Supplied text:
- - - - -
During the same occasion, Archbishop Angel Lagdameo, the president of the Catholic Bishops Conference of the Philippines, lamented that the observance of Human Rights Day “gives us a feeling of shame and embarrassment because of the innumerable human rights violations that have remained unexamined, unexplained and unsolved or covered up by events.”

The human rights group Karapatan was more specific. According to a news reports printed on December 10, 2008, Karapatan documented 977 victims of extra judicial killings, 1,010 victims of torture and 1,464 victims of illegal arrest during the eight years of the Arroyo administration. During the 10-month period from January to October 2008 alone, there were at least four cases of forced disappearances and 50 victims of extra judicial killings.

The harrowing tale narrated by Raymond Manalo of his, and his brother Reynaldo’s torture (as well as that of missing UP students Karen Empeno and Sherlyn Cadapan) at the hands of the Armed Forces of the Philippines aired in ANC’s “Storyline” two weeks ago should convinced even the most jaded among us of the urgent need to vindicate violations of human rights in our country.

Need I say more? No, but I will leave these observations of our courageous CHR chairperson and eminent CBCPpresident as well as the statistics of hardworking Karapatan and the heart-wrenching story of Raymond Manalo for your conference to examine, reflect and act on.

Rhetoric, Evasiveness and Finger-pointing

In the swirl of this dismal and worsening track record of corruption and human rights violations in our country, what has been the response of our leaders and policy makers?

I am afraid mostly rhetoric, evasiveness and finger-pointing, like calling TI biased and suggesting it had been bought by the opposition, or ignoring the World Bank reports and hoping its jarring findings would slip into oblivion, or proposing some kind of authoritarian rule and shooting drug suspects like Ferdinand Marcos did, or condemning our presidential form of government and instituting the parliamentary system as the end-all remedy to the ills of governance, or dismissing President Obama’s warning and saying that all governments in the world are corrupt anyway (Susmariosep!).
- - - - -
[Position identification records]
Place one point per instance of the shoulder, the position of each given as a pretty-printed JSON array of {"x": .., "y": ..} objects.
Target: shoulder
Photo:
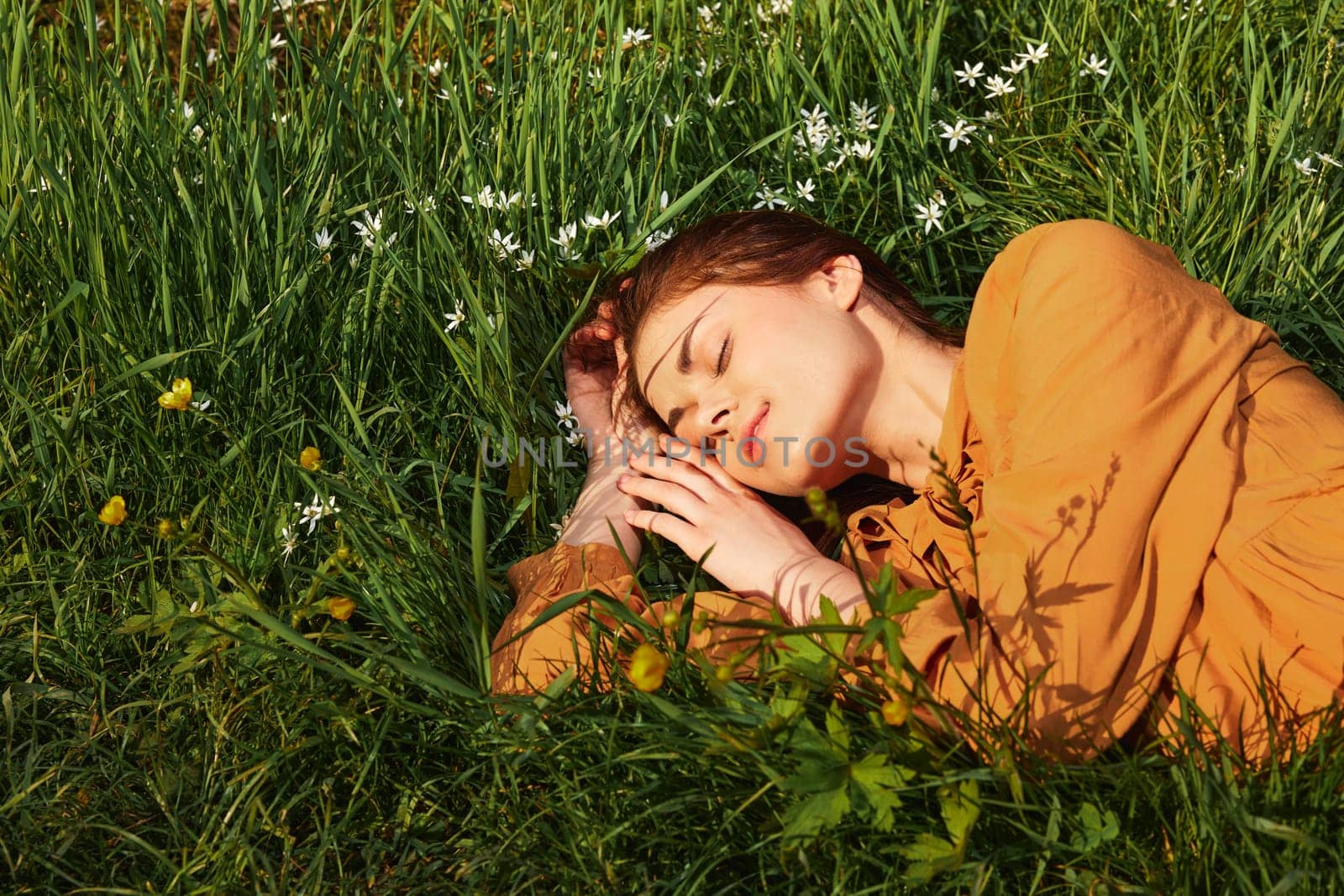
[{"x": 1085, "y": 249}]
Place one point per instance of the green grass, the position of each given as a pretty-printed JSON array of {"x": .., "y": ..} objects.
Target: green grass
[{"x": 145, "y": 750}]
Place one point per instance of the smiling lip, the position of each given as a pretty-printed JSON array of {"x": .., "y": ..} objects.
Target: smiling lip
[{"x": 752, "y": 429}]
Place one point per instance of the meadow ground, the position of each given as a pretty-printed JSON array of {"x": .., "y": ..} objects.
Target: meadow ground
[{"x": 365, "y": 228}]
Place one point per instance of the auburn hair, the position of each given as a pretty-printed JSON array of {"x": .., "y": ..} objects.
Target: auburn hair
[{"x": 759, "y": 248}]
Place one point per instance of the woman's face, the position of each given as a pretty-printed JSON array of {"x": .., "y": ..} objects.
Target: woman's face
[{"x": 786, "y": 364}]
- - - - -
Your goal: In the text on human rights in the Philippines, how many victims of extrajudicial killings did Karapatan document during the eight years of the Arroyo administration?

Written answer: 977 victims.